* Exercise details *
Print every entry again, precisely as written.

▬▬▬▬▬▬

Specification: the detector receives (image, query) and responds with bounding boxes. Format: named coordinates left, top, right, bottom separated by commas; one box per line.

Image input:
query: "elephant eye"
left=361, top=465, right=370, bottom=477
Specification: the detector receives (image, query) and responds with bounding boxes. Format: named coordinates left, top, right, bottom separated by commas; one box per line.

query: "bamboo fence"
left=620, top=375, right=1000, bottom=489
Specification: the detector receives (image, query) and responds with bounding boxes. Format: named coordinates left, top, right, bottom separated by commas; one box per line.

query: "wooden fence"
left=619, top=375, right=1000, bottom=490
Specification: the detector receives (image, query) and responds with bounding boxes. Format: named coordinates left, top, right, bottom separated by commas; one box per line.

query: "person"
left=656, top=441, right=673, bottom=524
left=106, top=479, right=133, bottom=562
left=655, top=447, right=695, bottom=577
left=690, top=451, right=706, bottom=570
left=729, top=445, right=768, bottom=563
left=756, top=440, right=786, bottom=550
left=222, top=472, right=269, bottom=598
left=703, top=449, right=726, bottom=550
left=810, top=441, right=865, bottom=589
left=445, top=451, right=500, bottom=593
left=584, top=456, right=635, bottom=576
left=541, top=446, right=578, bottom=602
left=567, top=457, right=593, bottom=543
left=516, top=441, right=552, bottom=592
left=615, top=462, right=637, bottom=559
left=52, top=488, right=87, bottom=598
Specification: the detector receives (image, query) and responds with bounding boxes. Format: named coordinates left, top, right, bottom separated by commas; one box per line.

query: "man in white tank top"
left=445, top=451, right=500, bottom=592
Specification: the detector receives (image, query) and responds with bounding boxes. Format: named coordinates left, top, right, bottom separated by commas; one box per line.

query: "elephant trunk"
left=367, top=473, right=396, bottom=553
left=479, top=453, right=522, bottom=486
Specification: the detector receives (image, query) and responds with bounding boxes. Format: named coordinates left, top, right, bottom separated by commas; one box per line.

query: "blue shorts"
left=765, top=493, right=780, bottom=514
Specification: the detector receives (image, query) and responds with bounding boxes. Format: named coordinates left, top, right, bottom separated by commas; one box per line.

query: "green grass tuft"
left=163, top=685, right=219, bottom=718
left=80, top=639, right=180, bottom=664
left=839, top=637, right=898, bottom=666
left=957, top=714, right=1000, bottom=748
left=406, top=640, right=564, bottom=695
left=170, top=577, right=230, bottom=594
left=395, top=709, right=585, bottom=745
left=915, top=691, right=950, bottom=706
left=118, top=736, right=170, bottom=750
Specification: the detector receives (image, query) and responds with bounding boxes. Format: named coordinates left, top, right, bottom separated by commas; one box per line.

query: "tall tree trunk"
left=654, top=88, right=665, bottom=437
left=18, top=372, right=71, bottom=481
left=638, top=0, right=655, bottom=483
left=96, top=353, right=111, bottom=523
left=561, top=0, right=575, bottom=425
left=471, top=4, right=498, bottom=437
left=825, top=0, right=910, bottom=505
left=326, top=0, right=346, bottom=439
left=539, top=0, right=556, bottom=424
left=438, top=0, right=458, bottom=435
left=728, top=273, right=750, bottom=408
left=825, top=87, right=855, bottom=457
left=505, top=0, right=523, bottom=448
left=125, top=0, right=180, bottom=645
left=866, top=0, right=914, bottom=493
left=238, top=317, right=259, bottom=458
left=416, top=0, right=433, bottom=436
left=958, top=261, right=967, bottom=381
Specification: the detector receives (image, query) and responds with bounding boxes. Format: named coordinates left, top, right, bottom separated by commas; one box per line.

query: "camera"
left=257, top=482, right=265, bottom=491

▬▬▬▬▬▬

* Answer for this exercise *
Specification: the detector receives (image, query) and responds with bounding boxes. Format: named coordinates left, top, right, bottom separated by commas; one box per line.

Image input:
query: "elephant eye"
left=361, top=465, right=370, bottom=477
Specification: the detector receives (image, query) and responds with bounding boxes. Format: named coordinates left, top, right, bottom separated by commas; one box per line.

query: "bamboo fence"
left=620, top=375, right=1000, bottom=489
Specification: the detector receives (image, query) and responds with bounding boxes. Format: named coordinates left, top, right, bottom separated by commas; one box per line.

query: "wooden fence"
left=619, top=375, right=1000, bottom=490
Specification: the detector receives (image, query) and responds with bounding boxes. Format: named coordinates left, top, right, bottom separated by commas; one box per line.

query: "person"
left=656, top=441, right=673, bottom=524
left=106, top=479, right=133, bottom=562
left=655, top=447, right=695, bottom=577
left=690, top=451, right=706, bottom=570
left=729, top=445, right=768, bottom=563
left=756, top=440, right=786, bottom=550
left=222, top=472, right=269, bottom=598
left=703, top=449, right=726, bottom=550
left=810, top=441, right=865, bottom=589
left=445, top=451, right=500, bottom=593
left=584, top=456, right=635, bottom=576
left=541, top=446, right=578, bottom=602
left=567, top=457, right=593, bottom=543
left=516, top=441, right=552, bottom=592
left=615, top=462, right=637, bottom=559
left=52, top=488, right=87, bottom=598
Specification: the detector receives (image, query) and responds with bounding boxes. Format: named coordinates left, top, right, bottom separated by commas; one box per line.

query: "man in white tank top"
left=445, top=451, right=500, bottom=592
Specification: the detector receives (image, query) and responds with bounding boxes. Format: named coordinates left, top, right, bottom separated by commas; one box per line.

query: "elephant trunk"
left=367, top=473, right=396, bottom=553
left=479, top=453, right=522, bottom=486
Specification: the detector receives (image, query) and responds with bounding boxes. Format: named coordinates left, top, right, bottom separated by commas; one box per line.

query: "blue shorts"
left=765, top=493, right=780, bottom=514
Specification: the detector receives (image, query) and responds with bounding boxes. Format: named coordinates left, top, right, bottom separated by commas; one box per line.

query: "green grass tuft"
left=163, top=685, right=219, bottom=718
left=80, top=639, right=180, bottom=664
left=839, top=637, right=898, bottom=666
left=957, top=714, right=1000, bottom=748
left=406, top=640, right=564, bottom=695
left=170, top=577, right=230, bottom=594
left=395, top=709, right=585, bottom=745
left=915, top=691, right=950, bottom=706
left=118, top=736, right=170, bottom=750
Specification: the detector receives (image, query) and responds with bounding boxes. Format: named coordinates left, top, right, bottom separated by commas; one box per line.

query: "tall tree trunk"
left=654, top=88, right=665, bottom=437
left=18, top=372, right=71, bottom=481
left=638, top=0, right=655, bottom=483
left=96, top=353, right=111, bottom=523
left=561, top=0, right=575, bottom=425
left=471, top=4, right=498, bottom=437
left=825, top=0, right=910, bottom=505
left=326, top=0, right=346, bottom=439
left=539, top=0, right=556, bottom=424
left=438, top=0, right=458, bottom=435
left=728, top=273, right=750, bottom=408
left=825, top=87, right=855, bottom=457
left=505, top=0, right=523, bottom=448
left=125, top=0, right=180, bottom=645
left=866, top=0, right=914, bottom=493
left=238, top=317, right=259, bottom=458
left=416, top=0, right=433, bottom=436
left=958, top=261, right=967, bottom=381
Specification: the detector receives (image, query) and responds with bounding boxes. Format: named coordinates left, top, right, bottom separated by commas; one box per line.

query: "camera"
left=257, top=482, right=265, bottom=491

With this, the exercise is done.